Material for the task START
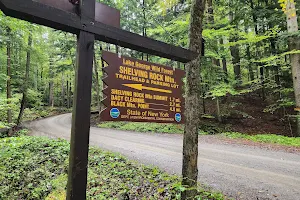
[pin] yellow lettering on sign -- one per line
(155, 76)
(133, 72)
(169, 79)
(167, 71)
(152, 114)
(128, 62)
(133, 112)
(135, 100)
(143, 106)
(161, 98)
(121, 92)
(117, 104)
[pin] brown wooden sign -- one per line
(141, 91)
(103, 13)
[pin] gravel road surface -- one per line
(241, 172)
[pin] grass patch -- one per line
(36, 168)
(266, 138)
(144, 127)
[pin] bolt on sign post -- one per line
(141, 91)
(89, 21)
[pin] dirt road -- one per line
(241, 172)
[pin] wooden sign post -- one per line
(79, 18)
(140, 91)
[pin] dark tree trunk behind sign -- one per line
(193, 103)
(97, 86)
(51, 83)
(8, 82)
(25, 86)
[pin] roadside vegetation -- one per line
(36, 168)
(266, 138)
(206, 130)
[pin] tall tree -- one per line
(193, 103)
(26, 80)
(8, 82)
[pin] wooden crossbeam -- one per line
(35, 12)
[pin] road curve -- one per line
(241, 172)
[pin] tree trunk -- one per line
(51, 84)
(62, 90)
(235, 53)
(25, 86)
(219, 117)
(8, 82)
(193, 103)
(211, 21)
(224, 63)
(294, 44)
(68, 92)
(97, 82)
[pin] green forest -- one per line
(246, 74)
(242, 105)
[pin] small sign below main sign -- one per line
(140, 91)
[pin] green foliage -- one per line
(143, 127)
(36, 168)
(266, 138)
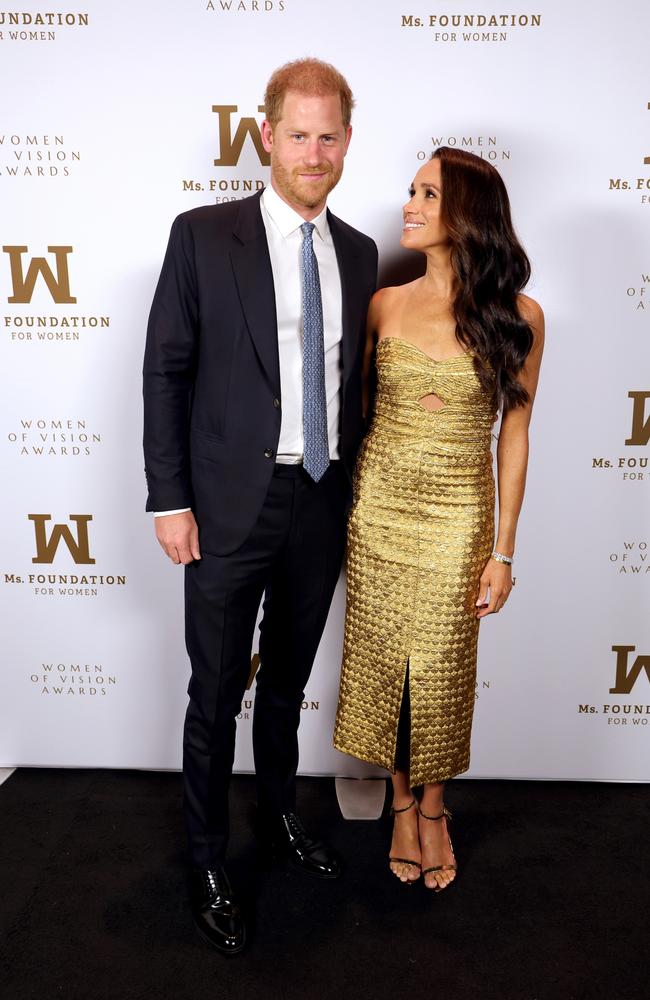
Material for the task END
> **Exercise prompt**:
Could you give the material again exactly as it stands, omitting any image?

> **Your solution**:
[pin] yellow lettering on sign -- one per line
(155, 76)
(133, 72)
(169, 79)
(167, 71)
(152, 114)
(128, 62)
(133, 112)
(135, 100)
(143, 106)
(161, 98)
(121, 92)
(117, 104)
[pin] brown wooden sign -- one per line
(141, 91)
(103, 13)
[pin] gravel road surface -- one per line
(241, 172)
[pin] grass patch -- one per line
(36, 168)
(266, 138)
(144, 127)
[pin] bolt on sign post -- one per line
(141, 91)
(89, 21)
[pin] dirt road -- one per line
(241, 172)
[pin] wooden sign post -- one per line
(79, 18)
(140, 91)
[pin] dark tree trunk behind sign -- one per line
(193, 103)
(97, 86)
(51, 83)
(8, 82)
(25, 86)
[pin] roadside vegetation -- one per line
(36, 168)
(266, 138)
(206, 130)
[pin] tall tree -- one per line
(193, 103)
(26, 80)
(8, 82)
[pin] wooden crossbeam -- one per line
(35, 12)
[pin] road curve -- one per line
(241, 172)
[pin] tree trunk -- one per line
(51, 84)
(62, 90)
(235, 53)
(25, 86)
(219, 117)
(8, 82)
(193, 103)
(211, 21)
(224, 63)
(294, 44)
(68, 92)
(97, 82)
[pin] green forest -- one per line
(246, 74)
(242, 105)
[pin] small sign below main sign -- one per line
(140, 91)
[pin] green foliage -- one per line
(143, 127)
(36, 168)
(266, 138)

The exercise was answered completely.